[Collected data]
========================

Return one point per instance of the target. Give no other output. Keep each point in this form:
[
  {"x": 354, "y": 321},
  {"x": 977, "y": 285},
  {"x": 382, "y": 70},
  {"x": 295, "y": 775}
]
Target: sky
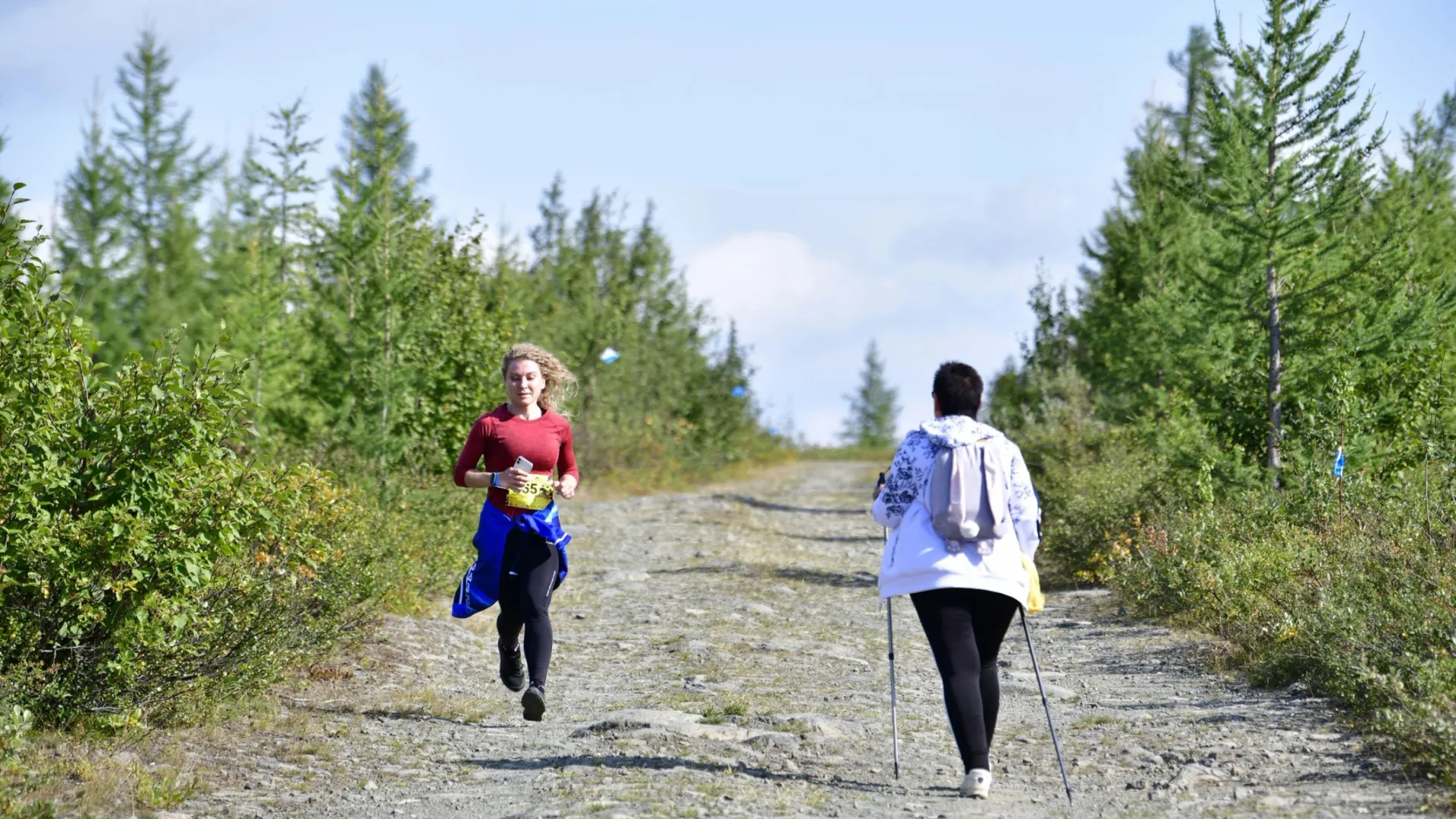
[{"x": 827, "y": 172}]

========================

The answer is the complete set of records, copied exactly, with pictures omitted.

Solution to the problem:
Return one point per instance of the target. Give no other output. Keep each point in this form:
[
  {"x": 354, "y": 321},
  {"x": 977, "y": 285},
  {"x": 382, "y": 70},
  {"x": 295, "y": 775}
]
Target: sky
[{"x": 827, "y": 172}]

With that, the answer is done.